Task brief: Rewrite everything in the material below, from the line containing "Would you point out the man's hand" down through the end of the material, both ends included, keeping the requests and multiplying every point coordinate by 1.2, rounded to whole numbers with halves rounded up. Leave the pictures out of your answer.
══════════
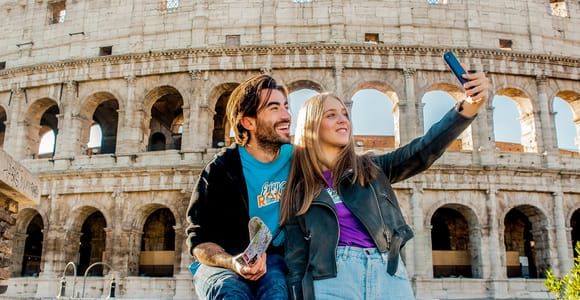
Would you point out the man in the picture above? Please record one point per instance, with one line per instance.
(241, 182)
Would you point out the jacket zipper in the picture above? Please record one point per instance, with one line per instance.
(337, 225)
(386, 231)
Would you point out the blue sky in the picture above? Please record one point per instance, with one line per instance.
(371, 116)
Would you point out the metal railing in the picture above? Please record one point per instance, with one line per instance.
(62, 290)
(112, 286)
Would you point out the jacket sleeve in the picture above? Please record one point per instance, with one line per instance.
(422, 152)
(296, 255)
(195, 224)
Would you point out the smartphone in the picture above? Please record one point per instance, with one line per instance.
(455, 66)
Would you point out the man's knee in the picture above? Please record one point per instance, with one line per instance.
(218, 283)
(231, 288)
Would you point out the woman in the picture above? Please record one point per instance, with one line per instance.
(343, 226)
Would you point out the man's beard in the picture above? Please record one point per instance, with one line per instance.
(267, 137)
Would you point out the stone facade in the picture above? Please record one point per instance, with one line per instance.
(17, 186)
(56, 79)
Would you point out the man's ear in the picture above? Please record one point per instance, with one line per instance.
(249, 123)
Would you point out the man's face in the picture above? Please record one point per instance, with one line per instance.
(273, 120)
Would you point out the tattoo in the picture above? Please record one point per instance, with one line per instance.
(213, 255)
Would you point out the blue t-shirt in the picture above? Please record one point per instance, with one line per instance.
(265, 183)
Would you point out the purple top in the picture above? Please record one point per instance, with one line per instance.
(352, 231)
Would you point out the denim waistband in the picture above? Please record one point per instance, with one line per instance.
(361, 253)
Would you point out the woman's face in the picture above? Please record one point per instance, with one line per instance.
(334, 132)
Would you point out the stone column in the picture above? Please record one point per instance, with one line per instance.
(337, 22)
(55, 251)
(483, 141)
(15, 141)
(497, 277)
(8, 210)
(201, 114)
(338, 72)
(199, 23)
(68, 138)
(130, 131)
(18, 244)
(268, 22)
(406, 23)
(547, 143)
(564, 257)
(408, 108)
(191, 133)
(421, 244)
(183, 278)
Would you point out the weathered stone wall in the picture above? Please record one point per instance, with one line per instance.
(319, 46)
(142, 26)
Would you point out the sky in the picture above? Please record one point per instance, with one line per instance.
(371, 115)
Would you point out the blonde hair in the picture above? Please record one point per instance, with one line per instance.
(306, 178)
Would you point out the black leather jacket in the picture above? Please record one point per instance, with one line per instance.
(312, 239)
(218, 209)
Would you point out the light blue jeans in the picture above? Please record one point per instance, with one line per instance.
(218, 284)
(362, 274)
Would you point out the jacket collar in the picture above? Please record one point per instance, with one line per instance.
(231, 163)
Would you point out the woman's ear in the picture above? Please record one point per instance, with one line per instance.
(249, 123)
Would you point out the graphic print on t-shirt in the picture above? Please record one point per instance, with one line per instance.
(271, 193)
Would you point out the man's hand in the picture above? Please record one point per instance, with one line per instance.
(477, 91)
(252, 271)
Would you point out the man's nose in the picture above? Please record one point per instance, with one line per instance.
(286, 113)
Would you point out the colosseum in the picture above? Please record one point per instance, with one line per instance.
(115, 106)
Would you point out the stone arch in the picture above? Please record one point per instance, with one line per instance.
(525, 108)
(572, 98)
(40, 117)
(299, 84)
(27, 249)
(163, 105)
(137, 222)
(526, 234)
(3, 122)
(102, 108)
(219, 128)
(465, 140)
(157, 256)
(79, 242)
(574, 223)
(375, 141)
(461, 256)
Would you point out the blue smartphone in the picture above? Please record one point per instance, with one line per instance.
(455, 66)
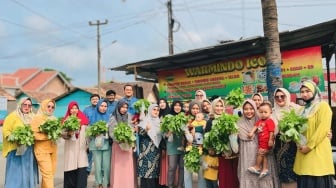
══════════
Result of this task:
Would you point out the man's hand in the picture above? Please record one point per instance, with one line per instance.
(572, 109)
(302, 325)
Would you point out the man's nose in the picture above? Please record one point per instance, with one line per instance.
(343, 136)
Would you point out the colosseum in the picture above? Please record one point per instance, with one line per instance.
(138, 127)
Would you point out the stone arch in the picture above? Please record one point per instance, with one line per instance.
(630, 130)
(686, 118)
(48, 140)
(359, 101)
(32, 299)
(196, 126)
(164, 266)
(631, 281)
(4, 146)
(122, 130)
(263, 154)
(558, 168)
(188, 307)
(95, 290)
(689, 268)
(450, 169)
(553, 307)
Would you point out the blue smartphone in the picture above? Please record one point per instance, with one line per instance.
(546, 79)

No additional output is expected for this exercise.